Le blog Manioc vous invite à découvrir l’œuvre romanesque de Marie-George Thébia intitulée La vie Bidim d’Ambrosia Nelson
Il est des
livres qui savent vous tenir en haleine, jusqu’à vous couper le souffle. Il en
est d’autres, qui sont capables avec moins de violence, de vous briser en mille
morceaux épars. La vie Bidim d’Ambrosia Nelson, publié chez l’Harmattan, par
l’historienne guyanaise Marie George Thébia, est de ces livres qui renvoient à
ce que l’on peut considérer comme une littérature du métissage et de la
diversité. Il a été traité dans ce roman, les thématiques qui renvoient à une
dynamique de multiculturalité. Il est aussi question de rencontre, d’amour, de
voyage, de viol et toutes les vicissitudes de la condition humaine.
Rencontres,
voyages et personnages
Il est
évident que la notion de rencontre et de voyage, sont des thématiques
récurrentes de la littérature, de surcroît caribéenne. Cette littérature vouée
à la poétique de la relation (Glissant). D’où la nécessité de porter un regard
sur l’importance de ces deux notions dans ce livre de Marie George THEBIA. Les
personnages dans cette œuvre, sont nomades. Il est tantôt question de l’Antillais,
métisse ou nègre (Maurice, Jacques) et tantôt des Arabes (Zorah et ses amis.es).
Le personnage central lui-même, Ambrosia Nelson, est le fruit d’un amour
métissé. D’une mère guyanaise (Philomène) et d’un père d’origine sainte-lucienne
(Erasme), Ambrosia est née chabine.

Une chabine à la peau mate de la Guyane. Au
cours du récit, elle dut prendre un bateau pour se rendre en France, pour un
avenir meilleur. En plein voyage, elle
fait la rencontre de différents personnages, qui vont suivre le cours de
l’histoire. Surtout, Annie jeune négresse obsédée d’hommes blancs et mulâtres,
qui se prenait pour Joséphine Baker et Jacques le mulâtre antillais, le premier
qui a fait battre son cœur. C’est un roman plein de passions et de
rencontres. Il y a aussi, beaucoup de
mouvements et de déplacements à l’intérieur même de la France. Les personnages
n’habitent pas un espace figé, ils bougent (Paris, la campagne, le sud de la
France). Zorah s’est même rendue en Algérie, pour participer à la guerre de
l’indépendance.
Arrivée à
Paris, Ambrosia rencontre des Français, des Antillais et surtout des Arabes. C’était devenu un vrai cocktail de plusieurs
cultures, qui renvoie à cette notion chère au penseur martiniquais Edouard
Glissant, le concept du "tout monde’’.

**Données fournies**
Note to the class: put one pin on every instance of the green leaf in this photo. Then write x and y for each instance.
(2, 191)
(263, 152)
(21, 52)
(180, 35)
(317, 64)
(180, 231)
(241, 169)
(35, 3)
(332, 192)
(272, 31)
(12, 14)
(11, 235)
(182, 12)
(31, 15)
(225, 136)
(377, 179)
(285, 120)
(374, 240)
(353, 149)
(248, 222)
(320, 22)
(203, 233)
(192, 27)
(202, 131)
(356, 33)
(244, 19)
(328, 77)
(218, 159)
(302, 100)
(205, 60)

**Consigne**
Donnez la suite de la critique consacrée au roman La vie Bidim d'Ambrosia Nelson, en reprenant juste après sa dernière phrase. La liste n'est d'aucune utilité ici.

**Réponse**
Au cours de ces différentes rencontres, une multitude de langues sont
parlées : des phrases en anglais tirées de chansons de certains artistes
des Etats-Unis cités dans le récit, le créole guyanais d’Annie et du personnage
principal Ambrosia, qui ne cesse de citer ce précepte « Fanm Regina ka
fann tchou lavi » qui est devenu le leitmotiv de toute vie Bidim.

Il y a
aussi de l’autre côté, le créole antillais. Celui de Maurice et de ses
amis. "Ay fout i bel chabine an m !". À
côté du français, la langue de la narration, il y a aussi des expressions
arabes ("Inchallah") utilisées par Zorah et d’autres ouvriers Arabes qu’Ambrosia
a rencontrés au cours de son passage à l’usine. Sans oublier Madame de Laguery,
bourgeoise et patronne de maison, qui voyage beaucoup. Des voyages réels et
imaginaires en vue d’étreindre le monde. Ce texte renvoie à une panoplie
d’autres textes, dans sa démarche esthétique, ses citations (de l’œuvre d’Alexandre
Dumas au film de Jean-Luc Godart « A bout de souffle ») et le titre
même du livre La vie Bidim d'Ambosia Nelson peut nous
renvoyer à ce concept global de transtexualité chez Gérard Genette.
De la
nostalgie et de l’improbable retour au pays natal
De Césaire (Cahier d’un retour au pays natal),
jusqu’à Dany Laferrière (L’énigme du
retour), il est toujours difficile de retourner chez soi. Ces écrivains (René
Depestre, Maryse Condé, Jean-Marie Le Clézio, Dany Laferrière, Émile Olivier) ou les personnages
de leurs livres sont perpétuellement confrontés à cette problématique du voyage
et du retour. Bien qu’ils se disent contents ou citoyens de tous les pays du
monde, il y a toujours cette nostalgie d’un chez soi. Le personnage Ambrosia,
adore participer à des activités où résonnent la danse et les cultures créoles.

Elle garde toujours l’éventail (walwari) qui lui a été offert par son père.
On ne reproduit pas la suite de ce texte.